== Consigne donnée 1 ==
Quels titres d'ouvrages figurent entre parenthèses dans l'extrait sur le désarmement et les trusts ?
== Consigne donnée 2 ==
Poursuivez l'extrait sur le désarmement et les trusts après sa dernière phrase.

Nous ignorons ce qu'il adviendra de la généreuse initiative que vient de prendre le Tsar, et nous n'avons, d'ailleurs, qu'une faible confiance dans le succès d'une conférence, dont les membres seront, selon toute apparence, pris dans le personnel politique et diplomatique, auquel l'état de paix succédant à un état de guerre latent, ferait perdre la plus grande partie de son importance. Mais quoi qu'il arrive, la question du désarmement se trouve maintenant posée devant le monde civilisé, et elle restera à l'ordre du jour jusqu'à ce qu'elle soit résolue.

Rappelons à ce propos que c'est à l'initiative de l'impératrice Catherine II qu'est due la constitution de la "Ligue des neutres", qui a déterminé un progrès décisif du droit des gens, en faisant prévaloir la maxime "que le pavillon couvre la marchandise." Rappelons encore qu'un autre prédécesseur de Nicolas II, l'empereur Alexandre Ier, a été le promoteur de la Sainte Alliance, à laquelle l'Europe a été redevable de trente ans de paix. Pourquoi ne reconstituerait-on pas, sur une base plus large, en y faisant entrer les petits États, cette société d'assurance contre la guerre ?

Note B. - Les syndicats ou "trusts" restrictifs de la concurrence

Le Journal of Commerce de New York évaluait dernièrement à 3 500 000 000 de dollars, soit à la moitié environ du capital industriel des États-Unis, les capitaux des industries engagés dans les trusts. MM. Johanez (Autour du monde milliardaire américain) et Paul de Rousiers (Les industries monopolisées (trusts) aux États-Unis) s'accordent à attribuer principalement au tarif protectionniste la création et la multiplication de ces monopoles.

"Un défenseur des trusts, M. Gunton (Economic and social aspect of the trusts), dit M. Paul de Rousiers, a soutenu avec talent et ingéniosité que les trusts ne détruisaient pas la concurrence potentielle, c'est-à-dire la possibilité de concurrence. Si quelqu'un est en mesure de livrer au public américain de meilleur pétrole à meilleur marché que le Standard oil, personne ne l'en empêche. Mais cette concurrence potentielle elle-même est entravée par le tarif douanier. Le marché américain lui est fermé. Beaucoup de raffineurs seraient en mesure de livrer à la clientèle américaine de meilleur à meilleur marché que le Sugar trust, mais le tarif les en empêche. La protection va plus loin ; elle ne ferme pas le marché seulement aux produits semblables à ceux qu'elle protège, amis encore à tous ceux qui pourraient leur faire concurrence indirectement. Que demain on découvre un mode d'éclairage encore moins coûteux que le pétrole, la Standard oil C° sera menacée ; mais qu'on trouve une substance remplaçant le sucre dans l'alimentation, cette substance pourra être de suite frappée d'un droit protecteur. C'est ce qui a lieu tous les jours dans les pays protectionnistes : pour protéger l'huile de Provence, on frappe l'arachide ; pour protéger le beurre de Bretagne ou de Normandie, on frappe la margarine, etc.

"... Il reste vrai que les trusts n'ont pas la possibilité d'imposer à la consommation des prix très supérieurs à ceux que la concurrence déterminerait si elle régnait sur le marché fermé par les tarifs où opèrent ordinairement les trusts."

== Matériel fourni ==

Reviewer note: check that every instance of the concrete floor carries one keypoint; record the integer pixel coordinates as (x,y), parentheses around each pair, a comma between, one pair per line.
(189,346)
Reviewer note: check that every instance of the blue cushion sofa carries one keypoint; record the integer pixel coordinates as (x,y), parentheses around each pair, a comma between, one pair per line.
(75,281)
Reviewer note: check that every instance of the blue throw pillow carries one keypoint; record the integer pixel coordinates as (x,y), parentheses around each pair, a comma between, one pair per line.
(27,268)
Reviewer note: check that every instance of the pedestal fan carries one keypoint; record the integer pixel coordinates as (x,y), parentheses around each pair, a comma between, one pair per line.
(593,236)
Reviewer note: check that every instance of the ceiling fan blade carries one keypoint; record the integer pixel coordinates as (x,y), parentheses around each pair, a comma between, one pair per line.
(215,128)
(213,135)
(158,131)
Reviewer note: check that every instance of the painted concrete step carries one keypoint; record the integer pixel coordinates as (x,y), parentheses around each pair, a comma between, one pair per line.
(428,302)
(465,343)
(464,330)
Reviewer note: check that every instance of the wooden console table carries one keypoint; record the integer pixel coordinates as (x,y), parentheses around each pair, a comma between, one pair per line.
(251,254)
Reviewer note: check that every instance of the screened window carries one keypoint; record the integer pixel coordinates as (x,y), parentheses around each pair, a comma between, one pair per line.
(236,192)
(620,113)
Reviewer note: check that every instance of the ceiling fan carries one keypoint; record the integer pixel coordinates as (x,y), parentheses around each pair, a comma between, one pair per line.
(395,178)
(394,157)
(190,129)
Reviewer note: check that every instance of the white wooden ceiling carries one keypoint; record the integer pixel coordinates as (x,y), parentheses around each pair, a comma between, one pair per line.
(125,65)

== Résultat final 1 ==
- Autour du monde milliardaire américain
- Les industries monopolisées (trusts) aux États-Unis
- Economic and social aspect of the trusts

== Résultat final 2 ==
Voici, d'après M. de Rousiers, quels seraient les remèdes aux trusts :


"Du moment, dit-il, que les trusts ne sont pas le résultat des seules forces économiques naturelles, du moment que des éléments artificiels sont nécessaires à leur création, la méthode la plus efficace que l'on puisse employer pour les atteindre consiste simplement à diminuer autant que possible le nombre et la force de ces éléments artificiels. De plus, on est puissant contre des mesures artificielles, on est toujours impuissant contre des forces naturelles, en sorte que non seulement il est plus efficace mais qu'il est aussi plus facile de s'en prendre à l'artifice qu'à la nature.

"Les Américains ont suivi jusqu'ici la méthode directement contraire. Ils s'en sont pris aux forces économiques qui poussent l'industrie à la concentration et les ont attaqués par des anti trusts laws, c'est-à-dire par une série de mesures essentiellement artificielles : défense à deux compagnies concurrentes de se lier ensemble par entente ; défense aux différentes lignes de chemin de fer de conclure un accord au sujet de leurs tarifs, etc., etc. On sait le résultat pitoyable qu'elle ont atteint. Elles ont brutalement entravé des initiatives fécondes et n'ont pas garanti le public contre les trusts d'industrie privée. Les cours américaines en sont venues à les déclarer complètement inefficaces (entirely unserviceable) ; c'est qu'en effet elles ne vont pas à la racine du mal, elles augmentent le nombre des conditions artificielles au lieu de les diminuer, elles réglementent et compliquent ce qui demandent à être débarrassé d'entraves et simplifié.

"Elles n'ont même pas empêché les trusts de services publics qui réclament une réglementation (?), elles ne les ont pas distingués des autres, elles ont aggravé encore la confusion des intérêts privés et des intérêts publics.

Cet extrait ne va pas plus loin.